Excerpted passage.
+---+
Definition/diagnostic criteria Eczema, synonymous with atopic dermatitis, is a chronic, relapsing inflammatory skin disorder. It’s characterised by intense pruritus, excoriation, erythematous, dry, lichenified, fissured skin and an increased risk of skin infection.

Epidemiology Atopic eczema is most common in children, often developing before their first birthday, but it can also arise in adults. It’s a long-term condition, though it may significantly improve or clear completely in some children as they age.

The triggers for flare-ups can include soap, detergents, overheating, rough clothing, stress, skin infections, and in some cases, allergens like animal dander and house dust mites.

Clinical features: Appearance varies depending on age, ethnicity, and treatment history.

  • The condition can manifest as dry skin, erythema, vesicles, weepy/crusted patches, excoriations, and lichenification.
+---+
Requirement A.
According to the passage on eczema, when does atopic eczema often develop in children?
Requirement B.
Reproduce word for word the part of the eczema passage starting with "Definition/diagnostic criteria Eczema, synonymous" and going on through "and treatment history.".

[Excerpts from a dataset]
+---+
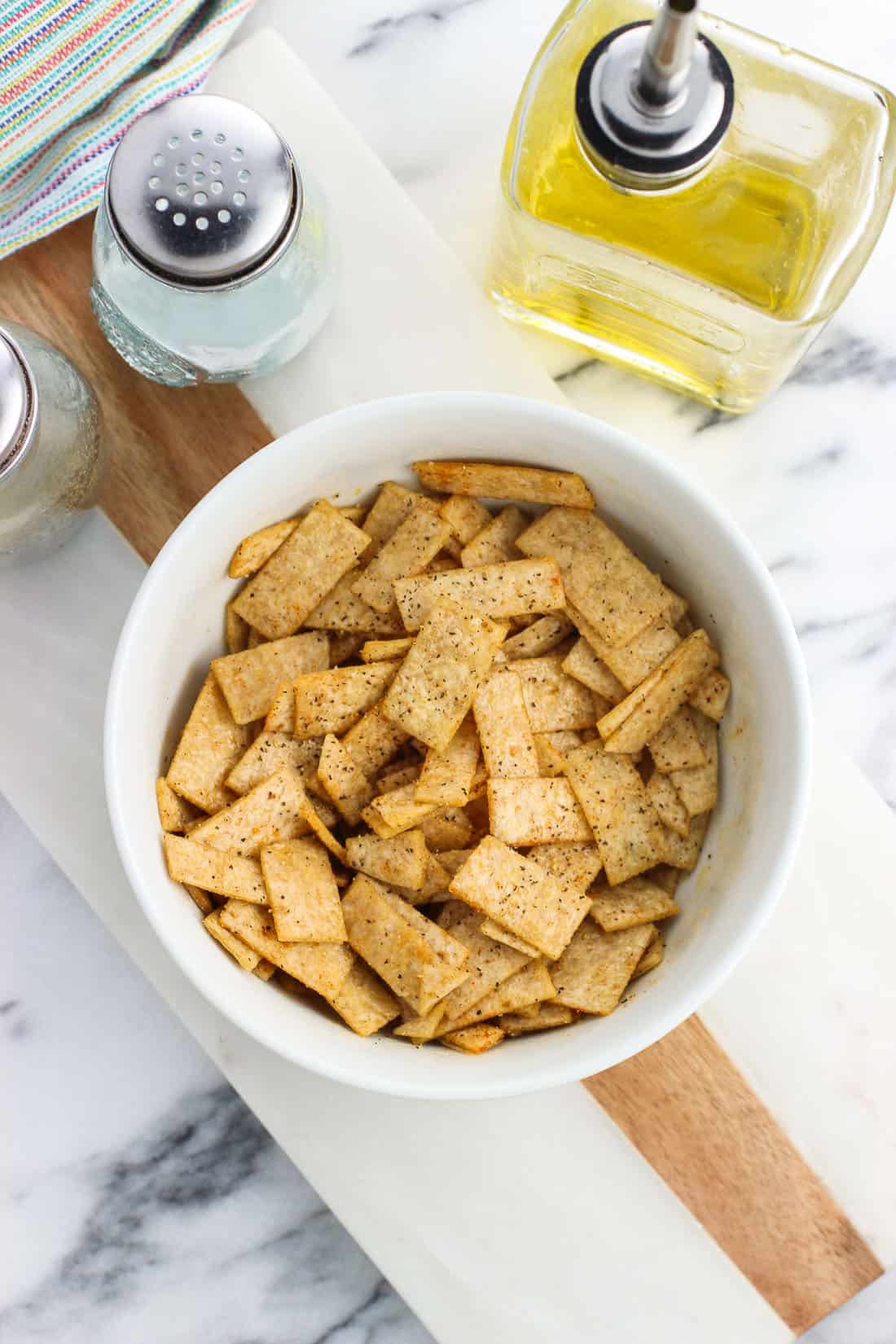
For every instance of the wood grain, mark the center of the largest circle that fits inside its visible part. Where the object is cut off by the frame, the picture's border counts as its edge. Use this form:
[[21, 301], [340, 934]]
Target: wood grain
[[168, 445], [681, 1102], [692, 1114]]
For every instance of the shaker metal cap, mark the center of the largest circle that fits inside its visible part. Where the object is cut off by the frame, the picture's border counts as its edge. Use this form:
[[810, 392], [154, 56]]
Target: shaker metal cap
[[203, 192], [654, 99], [18, 405]]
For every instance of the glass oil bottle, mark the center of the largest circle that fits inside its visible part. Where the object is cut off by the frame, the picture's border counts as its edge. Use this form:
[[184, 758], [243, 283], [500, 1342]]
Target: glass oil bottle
[[689, 204]]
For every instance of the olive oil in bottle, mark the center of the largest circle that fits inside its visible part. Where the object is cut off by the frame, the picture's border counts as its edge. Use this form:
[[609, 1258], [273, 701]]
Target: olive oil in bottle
[[692, 206]]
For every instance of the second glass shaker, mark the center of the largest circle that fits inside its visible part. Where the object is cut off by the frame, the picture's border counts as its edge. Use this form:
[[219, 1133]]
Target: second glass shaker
[[213, 253]]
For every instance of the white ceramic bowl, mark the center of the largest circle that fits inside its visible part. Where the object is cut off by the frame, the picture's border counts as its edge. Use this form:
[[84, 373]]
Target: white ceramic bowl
[[175, 628]]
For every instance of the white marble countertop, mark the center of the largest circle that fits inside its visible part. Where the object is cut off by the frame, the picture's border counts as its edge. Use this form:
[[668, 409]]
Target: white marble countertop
[[125, 1223]]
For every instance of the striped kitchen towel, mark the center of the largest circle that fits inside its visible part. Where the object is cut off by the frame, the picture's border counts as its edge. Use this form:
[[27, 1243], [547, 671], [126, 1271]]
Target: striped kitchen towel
[[72, 77]]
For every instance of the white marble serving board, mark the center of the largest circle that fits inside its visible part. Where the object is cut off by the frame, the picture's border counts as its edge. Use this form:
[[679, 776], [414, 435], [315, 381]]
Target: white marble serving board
[[472, 1278]]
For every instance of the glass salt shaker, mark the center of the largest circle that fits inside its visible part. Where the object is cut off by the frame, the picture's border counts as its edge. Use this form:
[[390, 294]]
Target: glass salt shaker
[[213, 253], [51, 446]]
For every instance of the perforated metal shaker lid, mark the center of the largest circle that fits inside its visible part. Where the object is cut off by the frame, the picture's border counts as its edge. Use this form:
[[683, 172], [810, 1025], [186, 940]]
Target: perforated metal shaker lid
[[18, 405], [203, 192], [654, 99]]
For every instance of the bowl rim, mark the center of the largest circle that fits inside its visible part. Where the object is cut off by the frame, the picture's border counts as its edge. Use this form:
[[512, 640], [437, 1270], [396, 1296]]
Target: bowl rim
[[472, 1087]]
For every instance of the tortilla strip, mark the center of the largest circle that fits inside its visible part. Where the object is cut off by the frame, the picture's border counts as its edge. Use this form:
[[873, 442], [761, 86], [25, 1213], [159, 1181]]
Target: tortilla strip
[[364, 1002], [270, 752], [321, 967], [258, 547], [629, 833], [631, 723], [517, 587], [535, 812], [271, 810], [446, 777], [250, 680], [405, 554], [631, 903], [242, 955], [397, 948], [498, 480], [301, 572], [554, 701], [434, 687], [593, 973], [520, 895], [508, 744], [210, 746], [302, 895], [401, 860], [335, 701], [711, 695], [345, 783]]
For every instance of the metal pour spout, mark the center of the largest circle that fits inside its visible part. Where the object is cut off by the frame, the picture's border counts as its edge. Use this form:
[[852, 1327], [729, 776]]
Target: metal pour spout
[[665, 64]]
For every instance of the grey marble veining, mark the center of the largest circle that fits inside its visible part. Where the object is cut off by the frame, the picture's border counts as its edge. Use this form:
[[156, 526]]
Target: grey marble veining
[[140, 1201]]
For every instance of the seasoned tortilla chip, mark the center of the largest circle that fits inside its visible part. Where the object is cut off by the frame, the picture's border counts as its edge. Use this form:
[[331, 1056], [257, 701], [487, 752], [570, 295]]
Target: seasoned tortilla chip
[[225, 872], [281, 717], [434, 687], [670, 806], [678, 746], [401, 860], [210, 746], [374, 740], [473, 1040], [449, 828], [446, 777], [546, 1015], [242, 955], [335, 701], [538, 639], [465, 516], [301, 893], [345, 613], [364, 1002], [321, 967], [250, 680], [535, 812], [684, 851], [631, 723], [574, 864], [501, 718], [699, 787], [271, 810], [498, 480], [397, 949], [652, 957], [270, 752], [554, 701], [520, 895], [490, 961], [494, 591], [301, 572], [386, 651], [711, 695], [410, 549], [343, 780], [175, 814], [258, 547], [494, 545], [593, 973], [529, 986], [235, 630], [585, 665], [635, 902], [629, 833]]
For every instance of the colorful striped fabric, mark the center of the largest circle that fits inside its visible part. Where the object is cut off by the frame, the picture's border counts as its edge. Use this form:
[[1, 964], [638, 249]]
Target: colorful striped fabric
[[72, 77]]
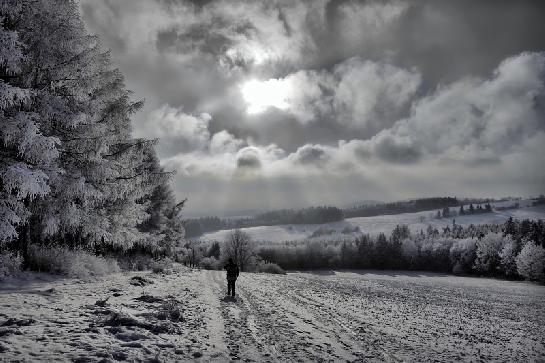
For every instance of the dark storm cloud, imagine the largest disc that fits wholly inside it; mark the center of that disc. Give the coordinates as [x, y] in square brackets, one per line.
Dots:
[413, 92]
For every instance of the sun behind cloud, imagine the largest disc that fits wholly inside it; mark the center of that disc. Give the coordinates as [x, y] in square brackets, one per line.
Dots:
[260, 95]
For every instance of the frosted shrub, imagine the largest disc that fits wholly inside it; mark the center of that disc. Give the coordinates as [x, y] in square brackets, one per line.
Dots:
[10, 264]
[508, 256]
[531, 262]
[210, 263]
[462, 255]
[159, 266]
[72, 263]
[488, 253]
[270, 268]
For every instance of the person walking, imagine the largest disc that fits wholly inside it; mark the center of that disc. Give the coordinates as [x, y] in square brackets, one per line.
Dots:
[232, 274]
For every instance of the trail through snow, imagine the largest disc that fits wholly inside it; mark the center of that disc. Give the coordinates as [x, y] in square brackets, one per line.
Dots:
[321, 316]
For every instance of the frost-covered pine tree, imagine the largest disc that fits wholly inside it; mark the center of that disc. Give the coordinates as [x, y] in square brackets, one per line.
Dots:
[28, 156]
[531, 262]
[488, 253]
[71, 170]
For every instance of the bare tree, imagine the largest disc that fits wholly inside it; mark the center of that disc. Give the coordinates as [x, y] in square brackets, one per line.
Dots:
[240, 248]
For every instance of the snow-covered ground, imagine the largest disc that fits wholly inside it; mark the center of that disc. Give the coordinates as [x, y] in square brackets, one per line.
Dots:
[377, 224]
[321, 316]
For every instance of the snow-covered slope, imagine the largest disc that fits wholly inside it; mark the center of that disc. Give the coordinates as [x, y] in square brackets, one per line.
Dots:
[356, 316]
[377, 224]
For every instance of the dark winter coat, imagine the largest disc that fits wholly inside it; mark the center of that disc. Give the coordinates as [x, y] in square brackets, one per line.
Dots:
[232, 271]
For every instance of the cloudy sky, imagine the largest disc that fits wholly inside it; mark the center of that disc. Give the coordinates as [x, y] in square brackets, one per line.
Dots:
[273, 104]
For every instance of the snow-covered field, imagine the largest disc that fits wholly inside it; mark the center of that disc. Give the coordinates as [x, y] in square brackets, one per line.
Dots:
[377, 224]
[322, 316]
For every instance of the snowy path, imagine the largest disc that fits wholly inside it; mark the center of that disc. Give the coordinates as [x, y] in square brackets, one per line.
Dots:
[325, 316]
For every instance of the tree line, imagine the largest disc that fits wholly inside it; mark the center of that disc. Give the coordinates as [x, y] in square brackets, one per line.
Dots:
[411, 206]
[312, 215]
[515, 249]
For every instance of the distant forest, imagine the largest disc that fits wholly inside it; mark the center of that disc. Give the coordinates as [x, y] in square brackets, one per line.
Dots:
[312, 215]
[326, 214]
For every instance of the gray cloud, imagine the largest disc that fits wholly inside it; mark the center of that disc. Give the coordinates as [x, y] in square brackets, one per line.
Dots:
[405, 98]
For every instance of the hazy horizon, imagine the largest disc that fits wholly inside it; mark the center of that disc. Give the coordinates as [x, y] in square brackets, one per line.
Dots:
[281, 104]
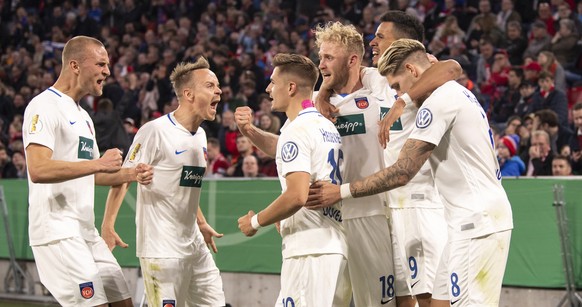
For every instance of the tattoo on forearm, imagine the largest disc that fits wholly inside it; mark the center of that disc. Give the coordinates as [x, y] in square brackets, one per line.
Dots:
[412, 156]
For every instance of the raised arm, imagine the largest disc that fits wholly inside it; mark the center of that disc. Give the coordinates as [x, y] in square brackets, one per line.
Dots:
[438, 74]
[265, 141]
[43, 169]
[281, 208]
[207, 231]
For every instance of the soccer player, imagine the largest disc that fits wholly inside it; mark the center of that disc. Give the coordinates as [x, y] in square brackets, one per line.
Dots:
[467, 174]
[73, 262]
[177, 266]
[341, 49]
[314, 269]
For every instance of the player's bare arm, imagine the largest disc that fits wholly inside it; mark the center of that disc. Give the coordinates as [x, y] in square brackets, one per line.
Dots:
[207, 231]
[281, 208]
[112, 205]
[43, 169]
[438, 74]
[413, 155]
[323, 104]
[265, 141]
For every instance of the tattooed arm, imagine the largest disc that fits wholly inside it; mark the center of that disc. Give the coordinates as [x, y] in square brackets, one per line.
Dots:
[412, 156]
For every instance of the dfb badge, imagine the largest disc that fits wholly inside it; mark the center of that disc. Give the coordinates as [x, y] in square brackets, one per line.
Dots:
[362, 102]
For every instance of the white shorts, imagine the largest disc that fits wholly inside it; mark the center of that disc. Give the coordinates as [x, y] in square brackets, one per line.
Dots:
[419, 236]
[370, 260]
[180, 282]
[80, 273]
[315, 280]
[475, 270]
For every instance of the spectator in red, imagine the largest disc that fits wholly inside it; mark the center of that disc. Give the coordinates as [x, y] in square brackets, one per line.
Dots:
[576, 141]
[227, 134]
[554, 99]
[531, 72]
[561, 166]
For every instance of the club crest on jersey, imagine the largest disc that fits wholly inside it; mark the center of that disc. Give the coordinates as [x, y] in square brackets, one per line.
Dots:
[423, 118]
[87, 290]
[362, 102]
[85, 150]
[168, 303]
[289, 151]
[35, 124]
[89, 126]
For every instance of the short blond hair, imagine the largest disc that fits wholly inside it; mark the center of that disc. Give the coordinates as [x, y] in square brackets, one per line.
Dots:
[391, 62]
[181, 74]
[345, 35]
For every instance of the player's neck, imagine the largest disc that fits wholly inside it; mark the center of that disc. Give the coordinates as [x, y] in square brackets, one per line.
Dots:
[187, 119]
[295, 107]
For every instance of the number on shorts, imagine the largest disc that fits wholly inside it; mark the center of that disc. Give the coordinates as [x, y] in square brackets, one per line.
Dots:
[455, 289]
[387, 286]
[288, 302]
[335, 176]
[413, 267]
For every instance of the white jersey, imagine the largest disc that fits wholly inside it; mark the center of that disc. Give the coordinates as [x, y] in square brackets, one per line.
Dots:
[61, 210]
[421, 191]
[167, 208]
[311, 144]
[464, 163]
[357, 123]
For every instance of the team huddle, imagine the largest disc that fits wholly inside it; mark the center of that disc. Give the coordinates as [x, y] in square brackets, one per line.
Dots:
[391, 189]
+---+
Reply A.
Often before their first birthday.

Reply B.
Definition/diagnostic criteria Eczema, synonymous with atopic dermatitis, is a chronic, relapsing inflammatory skin disorder. It’s characterised by intense pruritus, excoriation, erythematous, dry, lichenified, fissured skin and an increased risk of skin infection.

Epidemiology Atopic eczema is most common in children, often developing before their first birthday, but it can also arise in adults. It’s a long-term condition, though it may significantly improve or clear completely in some children as they age.

The triggers for flare-ups can include soap, detergents, overheating, rough clothing, stress, skin infections, and in some cases, allergens like animal dander and house dust mites.

Clinical features: Appearance varies depending on age, ethnicity, and treatment history.